**Your task:** Without the pictures, output the records below word for word.
+ + +
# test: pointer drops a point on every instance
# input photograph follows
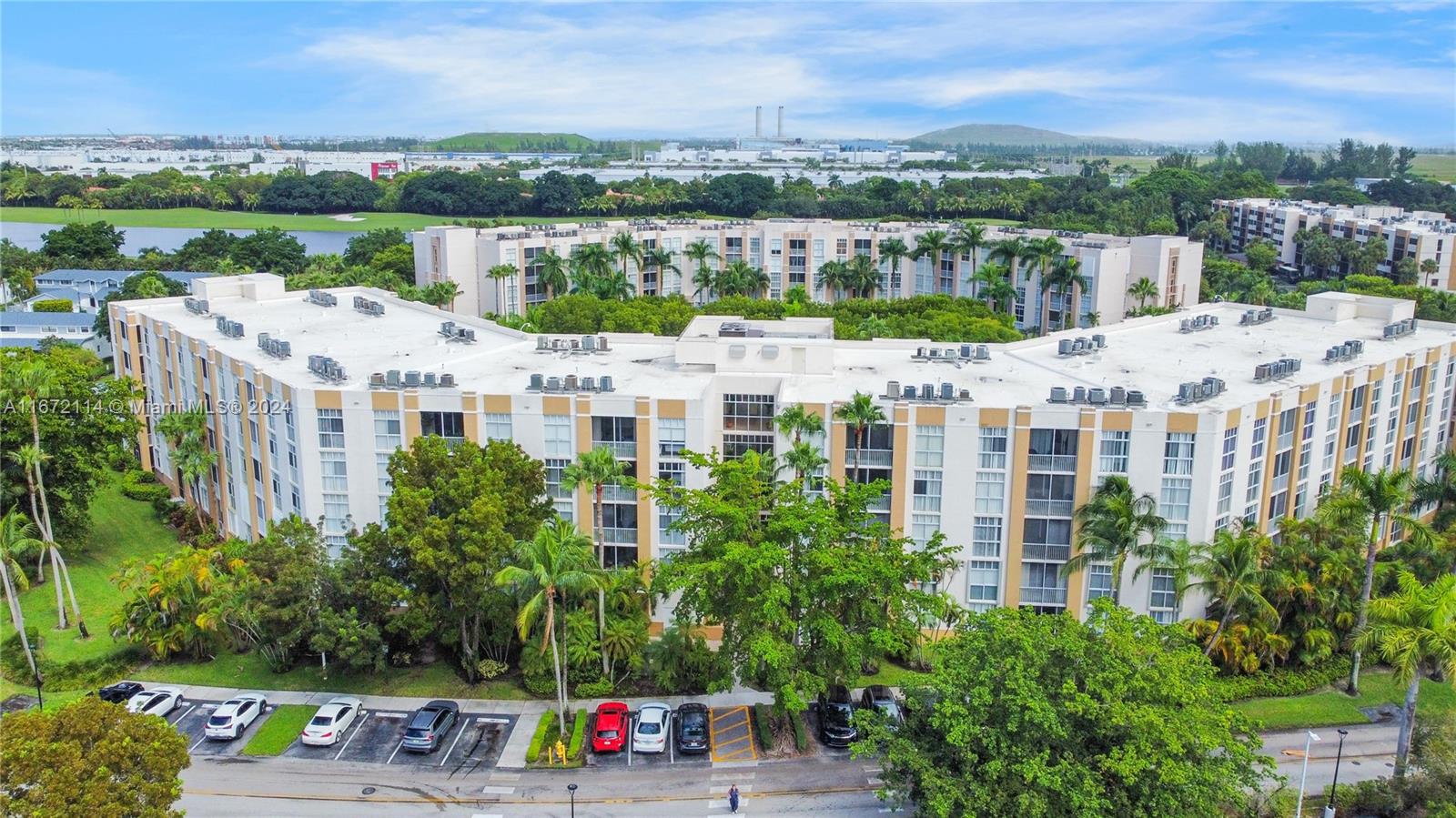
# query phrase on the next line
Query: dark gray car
(430, 725)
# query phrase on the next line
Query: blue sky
(1177, 72)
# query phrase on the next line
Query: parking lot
(376, 738)
(191, 718)
(628, 759)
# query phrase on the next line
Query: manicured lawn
(1331, 706)
(121, 529)
(251, 672)
(278, 731)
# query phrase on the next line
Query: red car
(612, 727)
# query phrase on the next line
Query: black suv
(692, 728)
(430, 727)
(837, 716)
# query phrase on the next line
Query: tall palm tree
(859, 414)
(931, 245)
(970, 239)
(895, 250)
(699, 252)
(1378, 502)
(553, 563)
(1232, 571)
(597, 469)
(1116, 524)
(1143, 288)
(500, 272)
(1412, 631)
(626, 247)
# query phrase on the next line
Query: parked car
(427, 731)
(652, 728)
(233, 716)
(611, 731)
(692, 728)
(157, 701)
(120, 693)
(327, 727)
(880, 698)
(836, 712)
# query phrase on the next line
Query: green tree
(91, 759)
(1114, 526)
(859, 414)
(597, 469)
(1412, 631)
(1036, 716)
(543, 570)
(1376, 502)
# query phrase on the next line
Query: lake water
(169, 239)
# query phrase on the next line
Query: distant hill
(1016, 136)
(511, 141)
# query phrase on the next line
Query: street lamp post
(1303, 771)
(1334, 786)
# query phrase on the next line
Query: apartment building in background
(793, 250)
(1223, 412)
(1420, 235)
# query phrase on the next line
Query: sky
(1162, 72)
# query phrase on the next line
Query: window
(335, 473)
(499, 425)
(1114, 453)
(331, 429)
(449, 425)
(994, 447)
(386, 431)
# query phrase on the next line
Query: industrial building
(1225, 412)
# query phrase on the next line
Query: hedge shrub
(1281, 682)
(579, 734)
(533, 750)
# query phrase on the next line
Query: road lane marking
(357, 728)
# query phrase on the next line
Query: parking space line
(357, 728)
(446, 757)
(184, 715)
(397, 752)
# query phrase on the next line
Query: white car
(232, 718)
(650, 734)
(157, 701)
(332, 720)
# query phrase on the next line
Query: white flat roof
(1145, 354)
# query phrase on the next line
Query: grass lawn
(1330, 706)
(249, 672)
(121, 529)
(278, 731)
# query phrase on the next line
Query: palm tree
(859, 414)
(1114, 526)
(895, 250)
(931, 245)
(1375, 501)
(500, 272)
(1143, 288)
(699, 252)
(553, 563)
(18, 539)
(1232, 571)
(968, 240)
(1412, 631)
(597, 469)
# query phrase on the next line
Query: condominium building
(1419, 235)
(793, 250)
(1223, 412)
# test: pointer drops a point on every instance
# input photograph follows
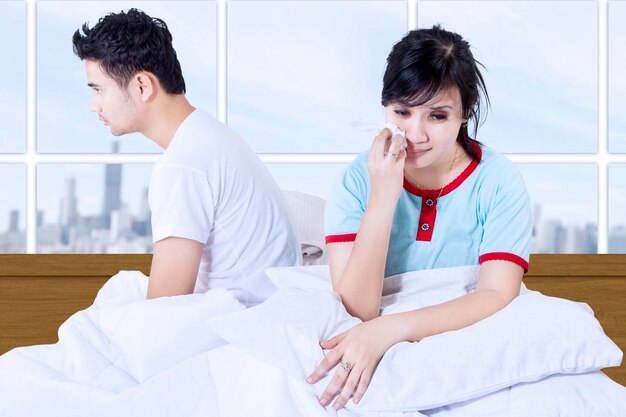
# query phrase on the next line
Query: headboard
(39, 292)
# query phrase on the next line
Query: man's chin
(118, 132)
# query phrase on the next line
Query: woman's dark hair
(128, 42)
(427, 61)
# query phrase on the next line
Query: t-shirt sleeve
(181, 203)
(345, 206)
(508, 221)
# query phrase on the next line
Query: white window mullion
(31, 126)
(603, 194)
(222, 57)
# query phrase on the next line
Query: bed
(39, 292)
(199, 355)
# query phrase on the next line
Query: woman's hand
(386, 166)
(356, 354)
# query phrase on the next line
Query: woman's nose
(415, 132)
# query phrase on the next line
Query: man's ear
(145, 86)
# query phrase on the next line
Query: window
(300, 82)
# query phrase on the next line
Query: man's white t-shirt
(209, 186)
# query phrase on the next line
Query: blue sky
(617, 81)
(300, 72)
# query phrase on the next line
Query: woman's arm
(357, 268)
(498, 284)
(364, 345)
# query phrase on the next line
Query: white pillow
(535, 336)
(154, 335)
(580, 395)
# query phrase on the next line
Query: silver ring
(345, 366)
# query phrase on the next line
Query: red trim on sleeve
(504, 256)
(350, 237)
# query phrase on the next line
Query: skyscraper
(69, 212)
(112, 189)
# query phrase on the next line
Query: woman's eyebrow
(444, 107)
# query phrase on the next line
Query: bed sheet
(110, 360)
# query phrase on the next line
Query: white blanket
(127, 356)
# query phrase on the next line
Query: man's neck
(165, 117)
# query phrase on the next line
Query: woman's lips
(416, 153)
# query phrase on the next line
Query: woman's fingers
(335, 385)
(396, 147)
(330, 360)
(381, 143)
(364, 382)
(349, 388)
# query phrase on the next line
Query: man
(218, 218)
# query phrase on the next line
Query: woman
(440, 199)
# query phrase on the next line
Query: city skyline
(541, 71)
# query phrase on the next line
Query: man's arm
(174, 268)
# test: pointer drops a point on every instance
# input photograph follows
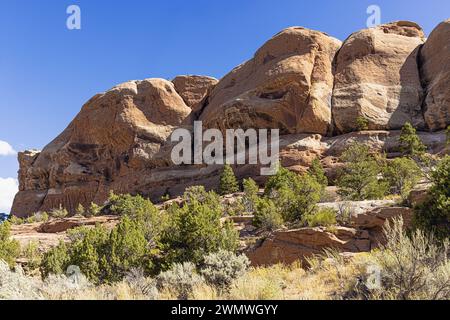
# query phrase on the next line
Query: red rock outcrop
(287, 85)
(435, 58)
(363, 234)
(377, 77)
(193, 89)
(295, 82)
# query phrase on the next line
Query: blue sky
(47, 72)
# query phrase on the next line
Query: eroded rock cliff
(303, 82)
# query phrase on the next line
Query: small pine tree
(448, 135)
(410, 143)
(433, 216)
(317, 172)
(362, 123)
(228, 181)
(94, 209)
(80, 210)
(358, 179)
(251, 190)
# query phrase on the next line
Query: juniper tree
(410, 143)
(228, 181)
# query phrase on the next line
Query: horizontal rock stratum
(309, 85)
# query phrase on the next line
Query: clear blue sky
(47, 71)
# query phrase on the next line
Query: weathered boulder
(435, 70)
(193, 89)
(377, 77)
(289, 246)
(63, 225)
(116, 132)
(287, 85)
(364, 232)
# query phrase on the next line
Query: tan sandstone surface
(303, 82)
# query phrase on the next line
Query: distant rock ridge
(307, 84)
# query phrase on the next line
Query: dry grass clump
(406, 268)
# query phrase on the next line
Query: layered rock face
(435, 57)
(363, 234)
(287, 85)
(193, 89)
(301, 82)
(377, 77)
(116, 132)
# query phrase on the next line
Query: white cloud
(6, 149)
(8, 189)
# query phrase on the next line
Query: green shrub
(317, 172)
(80, 210)
(9, 249)
(236, 207)
(142, 210)
(402, 174)
(294, 195)
(127, 249)
(196, 229)
(16, 220)
(410, 143)
(433, 216)
(362, 123)
(358, 179)
(94, 210)
(267, 215)
(131, 206)
(228, 182)
(324, 217)
(251, 197)
(222, 268)
(55, 261)
(181, 279)
(102, 256)
(59, 213)
(199, 194)
(412, 267)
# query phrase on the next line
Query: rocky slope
(306, 83)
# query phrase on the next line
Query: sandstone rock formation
(377, 77)
(300, 82)
(363, 234)
(287, 85)
(115, 132)
(193, 89)
(435, 58)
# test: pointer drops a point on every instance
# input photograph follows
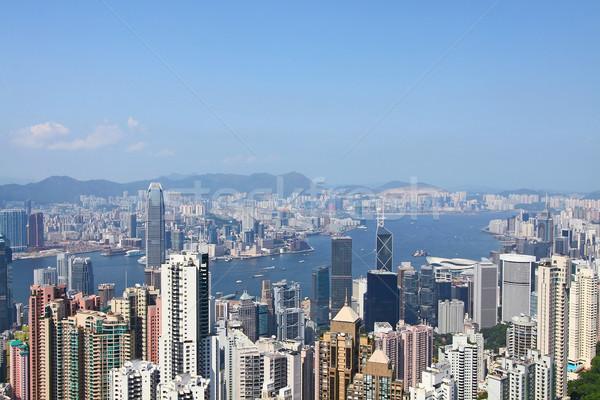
+ + +
**Exercise answer:**
# test: pointer drops a point on every instance
# input photograph follows
# query phrase on the next line
Query: dark gray car
(430, 725)
# query phrase on the next line
Query: blue sky
(1177, 72)
# query phrase on the next line
Query: parking lot
(376, 738)
(191, 718)
(628, 759)
# query phrase on the next line
Query: manicured lawn
(1331, 706)
(121, 529)
(251, 672)
(278, 731)
# query phrase on the next line
Query: red car
(612, 727)
# query phrase on the next line
Query: black suv
(692, 728)
(430, 727)
(837, 716)
# query phrase on the next line
Query: tall palm tree
(859, 414)
(931, 245)
(970, 239)
(895, 250)
(699, 252)
(1378, 502)
(553, 563)
(1232, 571)
(597, 469)
(1116, 524)
(1143, 288)
(500, 272)
(1412, 631)
(626, 247)
# query phrase on the next line
Query: parked car
(427, 731)
(652, 728)
(233, 716)
(611, 731)
(692, 728)
(157, 701)
(120, 693)
(327, 727)
(880, 698)
(836, 712)
# query phrase on the next line
Query: green tree
(91, 759)
(1114, 526)
(859, 414)
(597, 469)
(1412, 631)
(1036, 716)
(543, 570)
(1376, 502)
# query phrase on the next line
Query: lake water
(169, 239)
# query phrase on the next line
Query: distant hill
(1016, 136)
(511, 141)
# query phrase on the next line
Query: street lamp post
(1303, 771)
(1334, 786)
# query phrase on the next line
Query: apartment building in background
(793, 250)
(1223, 412)
(1420, 235)
# query phrase on the next line
Query: sky
(1162, 72)
# query phrase on the next line
Query: window
(335, 473)
(499, 425)
(1114, 453)
(331, 429)
(449, 425)
(994, 447)
(386, 431)
# query phrase on the next line
Query: industrial building
(1225, 412)
# query phrase on the next line
Query: hedge shrub
(1281, 682)
(579, 734)
(533, 750)
# query phrase on the next line
Query: road lane marking
(357, 728)
# query phrase on the next line
Query: parking space line
(357, 728)
(446, 757)
(184, 715)
(397, 752)
# query phrase on the next line
Query: white car
(232, 718)
(650, 734)
(157, 701)
(332, 720)
# query phrase on the next line
Query: white flat roof
(1145, 354)
# query phrase on the next line
Query: grass lawn
(1330, 706)
(249, 672)
(121, 529)
(278, 731)
# query phrase on the next line
Query: palm tree
(859, 414)
(1114, 526)
(895, 250)
(931, 245)
(1375, 501)
(500, 272)
(1143, 288)
(699, 252)
(553, 563)
(18, 539)
(1232, 571)
(968, 240)
(1412, 631)
(597, 469)
# query phrase on the next line
Query: condominium building
(1419, 235)
(793, 250)
(1223, 412)
# test: pointer drops a point on every instance
# input photograph follows
# query phrase on the next line
Query: headboard
(39, 292)
# query phrase on the next line
Query: man's chin
(118, 132)
# query phrase on the next line
Query: woman's dark hair
(128, 42)
(427, 61)
# query phrase on the next line
Query: t-shirt sleeve
(181, 203)
(345, 206)
(508, 221)
# query phrase on the next line
Query: white window mullion
(31, 126)
(603, 194)
(222, 57)
# query phrase on the next line
Query: bed
(39, 292)
(199, 355)
# query phrase on the next line
Query: woman's hand
(386, 166)
(356, 354)
# query phrase on the next line
Query: woman's nose
(415, 132)
# query phrase on the next line
Query: man's ear
(145, 86)
# query phrase on the next line
Query: window
(300, 82)
# query phrase on the next line
Query: man's white t-shirt
(209, 186)
# query phrase on the next line
Query: blue sky
(617, 81)
(300, 72)
# query phrase on the next line
Query: woman's arm
(357, 268)
(498, 284)
(364, 345)
# query phrase on the next line
Query: white pillow
(535, 336)
(154, 335)
(580, 395)
# query phrase on the next line
Query: silver ring
(345, 366)
# query phrase on the next line
Query: red trim on sleeve
(504, 256)
(350, 237)
# query phrase on the next line
Query: skyscraper
(69, 212)
(112, 189)
# query phrase on the next line
Query: woman's eyebrow
(444, 107)
# query phrase on the next line
Query: bed sheet
(110, 360)
# query phrase on the next line
Query: white blanket
(127, 356)
# query phrase on the next line
Query: man's neck
(165, 117)
# query phrase on the next line
Query: woman's lips
(416, 153)
# query phrase on the next line
Query: woman's fingers
(335, 385)
(396, 147)
(330, 360)
(381, 143)
(364, 382)
(349, 388)
# query phrase on the next line
Query: man
(218, 218)
# query phrase on the next line
Query: woman
(440, 199)
# query phrase on the next line
Query: city skyline
(541, 71)
# query phrase on the next line
Query: man's arm
(174, 268)
# test: pointer drops a point on every instance
# input photograph follows
# query phrase on the next line
Query: red rock outcrop
(287, 85)
(435, 58)
(363, 234)
(377, 77)
(193, 89)
(295, 82)
# query phrase on the next line
Query: blue sky
(47, 72)
# query phrase on the next line
Query: eroded rock cliff
(303, 82)
# query phrase on the next line
Query: small pine tree
(448, 135)
(410, 143)
(433, 216)
(317, 172)
(362, 123)
(228, 181)
(94, 209)
(80, 210)
(358, 179)
(251, 190)
# query phrase on the next line
Query: juniper tree
(410, 143)
(228, 181)
# query phrase on the next line
Query: horizontal rock stratum
(309, 85)
# query phrase on the next line
Query: clear blue sky
(47, 71)
# query phrase on the next line
Query: weathered boulder
(435, 70)
(193, 89)
(377, 77)
(289, 246)
(63, 225)
(116, 132)
(287, 85)
(364, 232)
# query phrase on the next line
Query: tan sandstone surface
(303, 82)
# query phrase on the next line
Query: distant rock ridge
(307, 84)
# query phrase on the next line
Query: dry grass clump
(406, 268)
# query phrase on the next line
Query: layered rock face
(435, 57)
(363, 234)
(287, 85)
(193, 89)
(301, 82)
(377, 77)
(116, 132)
# query phrase on the next line
Query: white cloud
(6, 149)
(8, 189)
# query phrase on the next line
Query: green shrub
(317, 172)
(80, 210)
(9, 249)
(236, 207)
(142, 210)
(402, 174)
(294, 195)
(127, 249)
(196, 229)
(16, 220)
(410, 143)
(433, 216)
(362, 123)
(358, 179)
(94, 210)
(267, 215)
(131, 206)
(228, 182)
(324, 217)
(251, 197)
(222, 268)
(55, 261)
(181, 279)
(102, 256)
(59, 213)
(199, 194)
(412, 267)
# query phrase on the next line
Query: rocky slope
(306, 83)
# query phrase on the next line
Query: sandstone rock formation
(377, 77)
(300, 82)
(363, 234)
(287, 85)
(115, 132)
(193, 89)
(435, 58)
# test: pointer drops a point on every instance
# input photograph follows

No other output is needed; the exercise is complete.